EXCERPT TO READ:
- Opening Delimiter -

Poets’ Hair Valued/Thomas’ Broadcast Returns – Poetry News Roundup June 14th

Today on My Poetic Side, we look at a rare Antiques Roadshow find and a radio broadcast by Dylan Thomas.

How Much is a Poet’s Hair Worth?

The answer to this question shocked a recent visitor to the Antiques Roadshow. A recent televised edition of the show was particularly moving for antiquarian book specialist Justin Croft who found himself looking at locks of hair belonging to not one but three of the romantic poets. The locks, which had been kept in scraps of folded paper, belonged to William Wordsworth, Samuel Taylor Coleridge and Robert Southey.

The value that was placed on the scraps of hair, which the owner had been keeping in a bottom drawer, was estimated to be between £30,000 to £40,000. Alongside the locks of hair, the owner also had a number of documents linked to both poets, including a portrait of Coleridge.

The guest who brought the items to the roadshow was able to confirm that the items had been handed down through several generations of his family. Locks of hair were often clipped as a keepsake when a couple needed to be parted and it is reasonable to assume that as the three poets, often referred to as the Lakes Poets, were friends that this is how they came to be together.

The folded paper labelled Coleridge contained some wiry black strands of hair from during the poet’s youth and a lock of white hair with a silk loop believed to have been taken when the poet was on his deathbed.

The valuation was something of a shock to the owner, who declared that he should probably find a better way of storing the locks of hair.

Poets Radio Masterpiece to be Brought Back to Life 70 Years on

A radio broadcast that was made about the Llangollen International Musical Eisteddfod is to be recreated to mark the 70th anniversary of its creation.

The original broadcast was made by the poet Dylan Thomas, and the recreation will feature a reading by Celyn Jones, the director, actor and writer. This recording will form the centrepiece of a small programme of events that will mark the anniversary of the literary genius’s visit to the Eisteddfod in 1953.

The original recording with the poet’s deep resonant voice conjured up some stunning images of the event, but it almost didn’t take place as Thomas lost his notes during his journey to the BBC studio in Cardiff.

The festival itself has been established only 6 years previously following the dark shadow cast by World War Two, and its purpose was to promote peace through dance and musical harmony. Since the first festival, thousands of competitors from all over the world have attended the annual celebration.

This year makes the first full-length festival to take place since the Covid-19 pandemic. The event will begin on 4thJuly and will run until 9th July.

Thomas died just a few months after his visit to the Eisteddfod however, his legacy lives on, and his connection to the festival is an important one.

- Closing Delimiter -

Items from a data source:
- Opening Delimiter -

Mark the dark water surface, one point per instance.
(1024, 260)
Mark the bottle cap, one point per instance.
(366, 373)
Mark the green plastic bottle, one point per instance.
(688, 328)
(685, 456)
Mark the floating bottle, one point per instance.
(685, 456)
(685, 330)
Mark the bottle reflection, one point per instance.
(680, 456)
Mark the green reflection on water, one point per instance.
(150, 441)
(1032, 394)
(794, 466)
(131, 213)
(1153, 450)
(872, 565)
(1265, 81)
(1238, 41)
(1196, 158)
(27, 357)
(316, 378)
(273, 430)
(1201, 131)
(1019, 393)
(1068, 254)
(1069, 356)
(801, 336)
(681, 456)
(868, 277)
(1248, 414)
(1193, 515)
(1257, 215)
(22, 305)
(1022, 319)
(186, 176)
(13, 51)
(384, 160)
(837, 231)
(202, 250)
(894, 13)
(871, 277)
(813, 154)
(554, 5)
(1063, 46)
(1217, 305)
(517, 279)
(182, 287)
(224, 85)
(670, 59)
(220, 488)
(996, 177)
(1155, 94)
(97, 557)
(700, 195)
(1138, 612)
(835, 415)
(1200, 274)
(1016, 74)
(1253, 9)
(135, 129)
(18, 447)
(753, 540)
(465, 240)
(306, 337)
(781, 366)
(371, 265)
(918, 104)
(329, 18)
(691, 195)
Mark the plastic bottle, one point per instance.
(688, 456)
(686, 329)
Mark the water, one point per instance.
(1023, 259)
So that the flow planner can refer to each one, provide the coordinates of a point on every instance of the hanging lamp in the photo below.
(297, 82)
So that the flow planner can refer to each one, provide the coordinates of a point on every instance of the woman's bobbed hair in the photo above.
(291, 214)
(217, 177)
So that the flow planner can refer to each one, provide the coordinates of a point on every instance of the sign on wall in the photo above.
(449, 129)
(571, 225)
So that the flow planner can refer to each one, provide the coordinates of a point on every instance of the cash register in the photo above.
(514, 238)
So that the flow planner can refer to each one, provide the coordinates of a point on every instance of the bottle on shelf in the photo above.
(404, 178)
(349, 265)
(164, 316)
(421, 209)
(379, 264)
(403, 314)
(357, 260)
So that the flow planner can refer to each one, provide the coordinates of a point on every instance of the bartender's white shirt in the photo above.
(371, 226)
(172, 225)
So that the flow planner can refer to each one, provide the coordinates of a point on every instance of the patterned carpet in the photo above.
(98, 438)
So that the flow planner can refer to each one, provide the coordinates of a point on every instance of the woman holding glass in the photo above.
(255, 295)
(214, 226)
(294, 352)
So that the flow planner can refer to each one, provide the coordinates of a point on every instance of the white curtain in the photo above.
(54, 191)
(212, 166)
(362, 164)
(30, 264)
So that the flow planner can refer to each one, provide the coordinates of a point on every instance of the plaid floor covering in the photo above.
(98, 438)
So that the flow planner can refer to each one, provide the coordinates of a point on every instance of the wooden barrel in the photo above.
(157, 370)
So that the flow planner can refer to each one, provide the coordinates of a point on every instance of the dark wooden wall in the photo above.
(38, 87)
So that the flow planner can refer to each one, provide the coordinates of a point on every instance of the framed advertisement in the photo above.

- Closing Delimiter -

REQUIRED TASKS:
A - Summarize the poetry news roundup in two sentences.
B - Please say whether each statement agrees with the poetry news roundup, answering yes or no and quoting the words that decide it: (i) The owner had kept the locks of hair in a bottom drawer. (ii) The Eisteddfod was founded after the First World War. (iii) Celyn Jones will give a reading in the recreated broadcast.

SOLUTIONS TO THE PROBLEMS:
A - An Antiques Roadshow guest learned that locks of hair from William Wordsworth, Samuel Taylor Coleridge and Robert Southey, kept in folded paper in a bottom drawer, were valued at £30,000 to £40,000. A radio broadcast Dylan Thomas made about the Llangollen International Musical Eisteddfod in 1953 is to be recreated for its 70th anniversary, with a reading by Celyn Jones.

B -
(i) Yes: "which the owner had been keeping in a bottom drawer"
(ii) No: "following the dark shadow cast by World War Two"
(iii) Yes: "the recreation will feature a reading by Celyn Jones"